> _What to produce_
Write out the data below exactly, from its first line to the line containing "drop a dot on every instance of the living", that line included.

[Dataset entries]
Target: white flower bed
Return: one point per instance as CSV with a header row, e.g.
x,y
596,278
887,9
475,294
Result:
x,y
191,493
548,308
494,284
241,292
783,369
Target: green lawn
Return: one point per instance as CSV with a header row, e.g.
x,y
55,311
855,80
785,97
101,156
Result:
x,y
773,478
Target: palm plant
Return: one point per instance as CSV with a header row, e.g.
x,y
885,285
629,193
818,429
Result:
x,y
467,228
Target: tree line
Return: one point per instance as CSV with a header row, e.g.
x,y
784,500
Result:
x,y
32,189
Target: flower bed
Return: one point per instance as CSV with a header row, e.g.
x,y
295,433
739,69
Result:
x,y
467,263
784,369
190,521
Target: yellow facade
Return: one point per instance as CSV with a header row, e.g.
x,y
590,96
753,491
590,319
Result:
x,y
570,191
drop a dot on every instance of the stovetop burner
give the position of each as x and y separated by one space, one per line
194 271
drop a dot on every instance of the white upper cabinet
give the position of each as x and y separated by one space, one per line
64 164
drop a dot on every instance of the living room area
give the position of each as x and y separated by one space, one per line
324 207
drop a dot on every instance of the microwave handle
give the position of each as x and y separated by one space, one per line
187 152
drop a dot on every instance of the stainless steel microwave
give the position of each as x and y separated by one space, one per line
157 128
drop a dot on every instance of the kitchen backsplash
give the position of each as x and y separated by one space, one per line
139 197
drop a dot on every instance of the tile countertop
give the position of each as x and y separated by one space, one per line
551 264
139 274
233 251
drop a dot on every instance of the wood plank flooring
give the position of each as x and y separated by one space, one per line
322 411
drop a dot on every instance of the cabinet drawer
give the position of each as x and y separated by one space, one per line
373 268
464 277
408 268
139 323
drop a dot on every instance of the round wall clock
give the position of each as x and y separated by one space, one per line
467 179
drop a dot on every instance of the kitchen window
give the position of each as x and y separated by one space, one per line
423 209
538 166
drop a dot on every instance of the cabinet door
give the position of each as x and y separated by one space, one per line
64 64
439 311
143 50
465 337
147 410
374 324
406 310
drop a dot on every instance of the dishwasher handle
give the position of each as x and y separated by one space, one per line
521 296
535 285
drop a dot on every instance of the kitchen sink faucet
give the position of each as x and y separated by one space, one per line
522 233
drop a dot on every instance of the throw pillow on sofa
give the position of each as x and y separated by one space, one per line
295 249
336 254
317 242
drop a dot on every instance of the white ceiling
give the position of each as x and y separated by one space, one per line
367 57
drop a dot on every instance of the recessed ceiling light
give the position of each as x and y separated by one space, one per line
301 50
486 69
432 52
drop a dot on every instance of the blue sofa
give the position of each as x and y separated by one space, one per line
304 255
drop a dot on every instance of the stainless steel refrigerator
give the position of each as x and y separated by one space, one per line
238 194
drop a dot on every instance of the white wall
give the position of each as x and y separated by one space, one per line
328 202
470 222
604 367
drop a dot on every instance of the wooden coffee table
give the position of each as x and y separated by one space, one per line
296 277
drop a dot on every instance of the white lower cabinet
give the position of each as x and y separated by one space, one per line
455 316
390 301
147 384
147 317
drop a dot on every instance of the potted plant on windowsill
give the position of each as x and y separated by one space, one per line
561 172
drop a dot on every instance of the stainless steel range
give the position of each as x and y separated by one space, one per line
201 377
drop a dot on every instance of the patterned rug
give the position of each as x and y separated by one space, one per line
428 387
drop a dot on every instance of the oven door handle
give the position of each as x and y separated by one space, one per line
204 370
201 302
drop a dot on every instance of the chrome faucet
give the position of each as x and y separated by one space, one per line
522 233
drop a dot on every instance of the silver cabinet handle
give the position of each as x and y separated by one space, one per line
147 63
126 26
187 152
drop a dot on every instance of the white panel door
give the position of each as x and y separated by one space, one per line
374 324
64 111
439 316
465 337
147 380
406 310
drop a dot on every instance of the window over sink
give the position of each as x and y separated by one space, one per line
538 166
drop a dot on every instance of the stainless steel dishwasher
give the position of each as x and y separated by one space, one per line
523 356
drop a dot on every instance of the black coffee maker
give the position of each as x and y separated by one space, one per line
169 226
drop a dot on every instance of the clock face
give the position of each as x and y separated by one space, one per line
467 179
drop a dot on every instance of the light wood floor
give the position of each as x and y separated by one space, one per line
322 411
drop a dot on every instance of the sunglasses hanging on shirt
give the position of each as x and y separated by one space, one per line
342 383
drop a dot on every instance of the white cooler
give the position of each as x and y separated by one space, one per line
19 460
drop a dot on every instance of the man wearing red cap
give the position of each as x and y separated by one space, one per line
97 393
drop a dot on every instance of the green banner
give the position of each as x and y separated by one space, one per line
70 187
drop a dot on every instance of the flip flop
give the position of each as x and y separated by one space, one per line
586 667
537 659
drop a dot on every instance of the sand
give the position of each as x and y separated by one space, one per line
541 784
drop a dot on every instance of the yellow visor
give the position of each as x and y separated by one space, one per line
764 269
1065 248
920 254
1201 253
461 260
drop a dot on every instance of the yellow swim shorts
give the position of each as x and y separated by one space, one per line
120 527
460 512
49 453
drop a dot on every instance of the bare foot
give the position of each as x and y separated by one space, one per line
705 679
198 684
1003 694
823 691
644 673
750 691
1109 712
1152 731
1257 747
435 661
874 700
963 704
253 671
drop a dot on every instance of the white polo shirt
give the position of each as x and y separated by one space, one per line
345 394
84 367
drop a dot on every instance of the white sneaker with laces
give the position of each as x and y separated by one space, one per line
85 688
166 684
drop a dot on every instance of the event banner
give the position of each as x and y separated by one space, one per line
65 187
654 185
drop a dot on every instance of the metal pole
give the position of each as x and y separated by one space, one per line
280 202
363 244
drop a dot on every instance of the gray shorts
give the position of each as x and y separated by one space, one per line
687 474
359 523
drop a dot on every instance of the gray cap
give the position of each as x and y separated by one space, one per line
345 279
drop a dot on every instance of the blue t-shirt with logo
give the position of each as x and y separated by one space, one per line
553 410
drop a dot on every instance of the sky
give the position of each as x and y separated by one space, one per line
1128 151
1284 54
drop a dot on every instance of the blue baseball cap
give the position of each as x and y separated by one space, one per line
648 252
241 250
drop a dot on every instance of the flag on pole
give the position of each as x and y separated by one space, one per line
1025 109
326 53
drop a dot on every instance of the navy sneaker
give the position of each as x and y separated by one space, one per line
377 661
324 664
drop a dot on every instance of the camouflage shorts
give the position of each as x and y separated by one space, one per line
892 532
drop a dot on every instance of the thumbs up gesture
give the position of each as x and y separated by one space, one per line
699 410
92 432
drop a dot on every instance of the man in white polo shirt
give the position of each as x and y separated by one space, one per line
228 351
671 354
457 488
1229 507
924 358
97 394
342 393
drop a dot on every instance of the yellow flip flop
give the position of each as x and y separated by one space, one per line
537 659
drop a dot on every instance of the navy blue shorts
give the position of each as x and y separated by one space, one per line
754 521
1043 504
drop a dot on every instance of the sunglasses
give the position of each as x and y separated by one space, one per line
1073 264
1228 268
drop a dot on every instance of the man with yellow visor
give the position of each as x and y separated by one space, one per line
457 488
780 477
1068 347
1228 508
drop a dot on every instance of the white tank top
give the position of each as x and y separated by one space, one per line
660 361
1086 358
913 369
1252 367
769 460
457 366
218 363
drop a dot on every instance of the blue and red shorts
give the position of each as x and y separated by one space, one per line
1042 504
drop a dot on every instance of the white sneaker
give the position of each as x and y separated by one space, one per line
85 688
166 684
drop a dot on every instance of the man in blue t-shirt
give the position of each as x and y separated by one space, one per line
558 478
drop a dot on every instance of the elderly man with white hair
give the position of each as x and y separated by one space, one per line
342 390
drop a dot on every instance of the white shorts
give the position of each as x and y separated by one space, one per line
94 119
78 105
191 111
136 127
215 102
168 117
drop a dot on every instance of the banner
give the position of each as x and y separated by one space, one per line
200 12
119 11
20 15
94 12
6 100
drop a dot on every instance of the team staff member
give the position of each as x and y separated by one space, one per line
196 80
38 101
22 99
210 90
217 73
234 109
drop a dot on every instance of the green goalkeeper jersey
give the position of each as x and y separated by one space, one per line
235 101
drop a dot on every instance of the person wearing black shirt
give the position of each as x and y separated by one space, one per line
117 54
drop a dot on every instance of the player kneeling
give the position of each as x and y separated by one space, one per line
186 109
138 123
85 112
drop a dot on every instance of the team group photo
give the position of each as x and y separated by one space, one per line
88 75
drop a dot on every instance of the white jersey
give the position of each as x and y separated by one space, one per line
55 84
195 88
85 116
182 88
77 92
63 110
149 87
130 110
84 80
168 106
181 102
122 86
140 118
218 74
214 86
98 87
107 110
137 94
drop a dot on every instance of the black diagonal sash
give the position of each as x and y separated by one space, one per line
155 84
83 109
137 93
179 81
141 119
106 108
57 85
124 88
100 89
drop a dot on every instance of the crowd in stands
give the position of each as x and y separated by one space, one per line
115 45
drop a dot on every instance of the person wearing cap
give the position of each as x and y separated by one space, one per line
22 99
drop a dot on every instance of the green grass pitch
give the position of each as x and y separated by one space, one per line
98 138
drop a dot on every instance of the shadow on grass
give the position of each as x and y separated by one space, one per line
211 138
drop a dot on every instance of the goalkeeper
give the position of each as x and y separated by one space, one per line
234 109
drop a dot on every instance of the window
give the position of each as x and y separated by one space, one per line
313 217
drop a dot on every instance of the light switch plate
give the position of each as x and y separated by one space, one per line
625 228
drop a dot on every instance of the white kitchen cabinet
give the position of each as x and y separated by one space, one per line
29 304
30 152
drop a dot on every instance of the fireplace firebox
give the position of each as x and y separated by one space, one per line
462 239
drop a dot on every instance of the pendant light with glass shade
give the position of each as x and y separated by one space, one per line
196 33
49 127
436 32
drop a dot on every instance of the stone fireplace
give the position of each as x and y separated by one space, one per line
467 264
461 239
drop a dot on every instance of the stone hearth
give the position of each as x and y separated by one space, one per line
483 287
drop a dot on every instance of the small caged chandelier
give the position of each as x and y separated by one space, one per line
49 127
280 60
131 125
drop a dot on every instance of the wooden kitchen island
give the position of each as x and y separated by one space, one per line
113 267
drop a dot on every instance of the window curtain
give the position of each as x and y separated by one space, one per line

> _Task solution_
Target: white flower bed
Return: one point per instance as CSV with a header row, e.g.
x,y
596,278
887,9
475,294
Result:
x,y
191,493
548,308
494,284
241,292
783,369
Target: green lawn
Return: one point per instance as CSV with a header row, e.g.
x,y
55,311
855,80
785,97
101,156
Result:
x,y
773,478
Target: palm plant
Return: one point per instance as CSV with a header row, e.g.
x,y
885,285
629,193
818,429
Result:
x,y
467,228
Target: tree line
Return: one point per instance as CSV with a header row, e.g.
x,y
784,500
Result:
x,y
32,189
Target: flower bed
Return: one point per instance as CSV with a header row, e.g.
x,y
295,433
739,69
Result:
x,y
467,263
784,369
190,521
Target: yellow facade
Return: one point per instance as CSV with a header row, e.g.
x,y
590,96
753,491
590,319
Result:
x,y
570,191
drop a dot on every instance of the stovetop burner
give the position of each as x and y separated by one space, one per line
194 271
drop a dot on every instance of the white upper cabinet
give the position of each as x and y separated by one space, one per line
64 164
drop a dot on every instance of the living room area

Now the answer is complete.